Please return every line from the entries below that contains the word "skyline".
· · ·
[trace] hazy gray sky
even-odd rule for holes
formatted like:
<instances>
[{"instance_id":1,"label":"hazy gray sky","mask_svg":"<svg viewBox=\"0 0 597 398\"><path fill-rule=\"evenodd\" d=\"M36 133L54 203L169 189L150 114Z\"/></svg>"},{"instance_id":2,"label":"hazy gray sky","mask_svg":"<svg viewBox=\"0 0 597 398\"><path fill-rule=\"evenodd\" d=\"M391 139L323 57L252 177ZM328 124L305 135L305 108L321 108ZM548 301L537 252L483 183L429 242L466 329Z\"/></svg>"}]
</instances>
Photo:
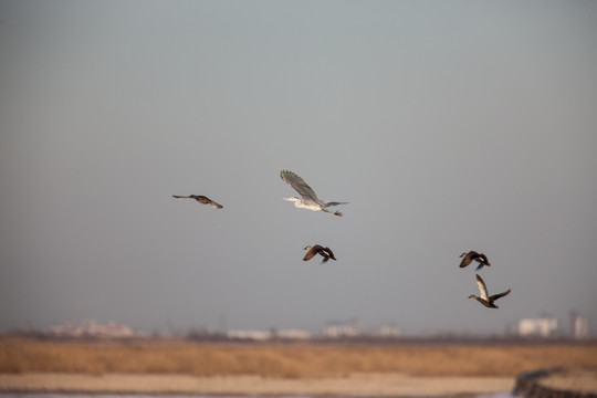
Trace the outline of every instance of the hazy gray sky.
<instances>
[{"instance_id":1,"label":"hazy gray sky","mask_svg":"<svg viewBox=\"0 0 597 398\"><path fill-rule=\"evenodd\" d=\"M597 2L25 0L0 20L0 331L597 327ZM281 168L344 217L283 201ZM303 262L314 243L337 261ZM500 310L467 298L469 250L512 289Z\"/></svg>"}]
</instances>

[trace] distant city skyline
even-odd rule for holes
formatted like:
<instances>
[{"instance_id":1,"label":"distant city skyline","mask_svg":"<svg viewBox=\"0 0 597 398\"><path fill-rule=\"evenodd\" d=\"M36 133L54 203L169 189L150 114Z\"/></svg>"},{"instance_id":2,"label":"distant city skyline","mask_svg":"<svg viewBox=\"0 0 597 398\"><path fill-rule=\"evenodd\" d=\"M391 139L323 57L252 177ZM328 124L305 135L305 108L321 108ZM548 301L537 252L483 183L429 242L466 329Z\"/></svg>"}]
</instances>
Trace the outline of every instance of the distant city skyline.
<instances>
[{"instance_id":1,"label":"distant city skyline","mask_svg":"<svg viewBox=\"0 0 597 398\"><path fill-rule=\"evenodd\" d=\"M597 2L8 0L0 21L0 332L597 324ZM284 201L281 169L343 217ZM468 298L470 250L499 310Z\"/></svg>"}]
</instances>

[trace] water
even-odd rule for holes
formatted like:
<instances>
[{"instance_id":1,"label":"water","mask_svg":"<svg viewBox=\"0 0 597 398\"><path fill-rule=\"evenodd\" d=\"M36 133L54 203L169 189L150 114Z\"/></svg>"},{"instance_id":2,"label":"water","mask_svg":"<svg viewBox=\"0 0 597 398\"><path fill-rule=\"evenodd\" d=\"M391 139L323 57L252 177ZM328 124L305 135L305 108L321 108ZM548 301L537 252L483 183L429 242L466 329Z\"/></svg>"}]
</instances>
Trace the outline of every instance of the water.
<instances>
[{"instance_id":1,"label":"water","mask_svg":"<svg viewBox=\"0 0 597 398\"><path fill-rule=\"evenodd\" d=\"M276 396L258 396L258 395L148 395L148 394L55 394L55 392L0 392L0 398L320 398L320 396L308 395L276 395ZM329 398L331 396L321 396ZM371 398L375 396L335 396L334 398ZM461 394L461 395L434 395L432 398L515 398L512 392L500 391L491 394ZM377 397L381 398L381 397ZM383 397L391 398L391 397ZM398 397L395 397L398 398ZM399 398L429 398L422 396L400 396Z\"/></svg>"}]
</instances>

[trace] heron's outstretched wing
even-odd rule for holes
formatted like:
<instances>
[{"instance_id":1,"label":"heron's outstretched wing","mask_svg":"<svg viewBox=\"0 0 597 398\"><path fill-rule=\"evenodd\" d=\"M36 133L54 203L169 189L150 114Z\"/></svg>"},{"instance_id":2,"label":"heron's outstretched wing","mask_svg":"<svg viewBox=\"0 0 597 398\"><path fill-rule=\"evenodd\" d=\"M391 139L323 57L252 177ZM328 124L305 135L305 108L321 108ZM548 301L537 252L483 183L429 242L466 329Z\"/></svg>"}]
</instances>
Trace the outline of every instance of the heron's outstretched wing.
<instances>
[{"instance_id":1,"label":"heron's outstretched wing","mask_svg":"<svg viewBox=\"0 0 597 398\"><path fill-rule=\"evenodd\" d=\"M503 296L505 296L505 295L509 295L511 291L512 291L512 289L509 289L509 290L506 290L506 291L503 292L503 293L494 294L494 295L492 295L492 296L490 297L490 300L491 300L491 301L494 301L494 300L498 300L498 298L503 297Z\"/></svg>"},{"instance_id":2,"label":"heron's outstretched wing","mask_svg":"<svg viewBox=\"0 0 597 398\"><path fill-rule=\"evenodd\" d=\"M479 286L479 294L481 295L481 298L488 300L488 286L485 286L485 282L476 275L476 285Z\"/></svg>"},{"instance_id":3,"label":"heron's outstretched wing","mask_svg":"<svg viewBox=\"0 0 597 398\"><path fill-rule=\"evenodd\" d=\"M318 202L320 199L317 199L317 195L311 189L311 187L305 182L304 179L298 177L292 171L289 170L280 170L280 177L286 181L292 188L294 188L298 195L303 197L303 200L313 200L314 202Z\"/></svg>"}]
</instances>

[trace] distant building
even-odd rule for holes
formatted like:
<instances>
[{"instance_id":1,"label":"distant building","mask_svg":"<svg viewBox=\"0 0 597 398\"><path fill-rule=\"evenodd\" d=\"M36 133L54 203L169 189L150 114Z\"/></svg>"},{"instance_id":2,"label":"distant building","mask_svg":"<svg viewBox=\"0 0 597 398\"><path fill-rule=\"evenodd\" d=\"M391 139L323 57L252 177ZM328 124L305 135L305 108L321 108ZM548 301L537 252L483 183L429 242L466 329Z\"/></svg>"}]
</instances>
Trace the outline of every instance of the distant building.
<instances>
[{"instance_id":1,"label":"distant building","mask_svg":"<svg viewBox=\"0 0 597 398\"><path fill-rule=\"evenodd\" d=\"M590 336L588 317L580 316L577 313L572 313L570 323L573 338L582 339Z\"/></svg>"},{"instance_id":2,"label":"distant building","mask_svg":"<svg viewBox=\"0 0 597 398\"><path fill-rule=\"evenodd\" d=\"M513 332L523 337L553 337L558 335L557 318L545 316L540 318L520 320Z\"/></svg>"},{"instance_id":3,"label":"distant building","mask_svg":"<svg viewBox=\"0 0 597 398\"><path fill-rule=\"evenodd\" d=\"M325 337L355 337L360 335L360 322L350 320L348 322L331 322L323 326L322 334Z\"/></svg>"},{"instance_id":4,"label":"distant building","mask_svg":"<svg viewBox=\"0 0 597 398\"><path fill-rule=\"evenodd\" d=\"M271 331L228 331L228 338L265 341L272 338Z\"/></svg>"},{"instance_id":5,"label":"distant building","mask_svg":"<svg viewBox=\"0 0 597 398\"><path fill-rule=\"evenodd\" d=\"M50 334L56 337L109 337L122 338L133 337L135 332L126 326L111 321L106 324L98 323L95 320L82 322L75 325L72 322L65 322L62 325L52 326Z\"/></svg>"},{"instance_id":6,"label":"distant building","mask_svg":"<svg viewBox=\"0 0 597 398\"><path fill-rule=\"evenodd\" d=\"M266 341L272 338L284 339L306 339L311 334L300 329L275 329L270 331L228 331L228 338Z\"/></svg>"},{"instance_id":7,"label":"distant building","mask_svg":"<svg viewBox=\"0 0 597 398\"><path fill-rule=\"evenodd\" d=\"M307 339L311 333L301 329L276 329L275 337L284 339Z\"/></svg>"}]
</instances>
· · ·
■ EXERCISE RESULT ■
[trace] distant city skyline
[{"instance_id":1,"label":"distant city skyline","mask_svg":"<svg viewBox=\"0 0 597 398\"><path fill-rule=\"evenodd\" d=\"M36 133L54 203L169 189L150 114Z\"/></svg>"},{"instance_id":2,"label":"distant city skyline","mask_svg":"<svg viewBox=\"0 0 597 398\"><path fill-rule=\"evenodd\" d=\"M391 139L323 57L252 177ZM328 124L305 135L305 108L321 108ZM548 301L537 252L483 183L429 242L466 329Z\"/></svg>"}]
Trace the outline of every instance of the distant city skyline.
[{"instance_id":1,"label":"distant city skyline","mask_svg":"<svg viewBox=\"0 0 597 398\"><path fill-rule=\"evenodd\" d=\"M597 2L8 0L0 21L0 332L597 324ZM284 201L281 169L343 217ZM468 298L470 250L499 310Z\"/></svg>"}]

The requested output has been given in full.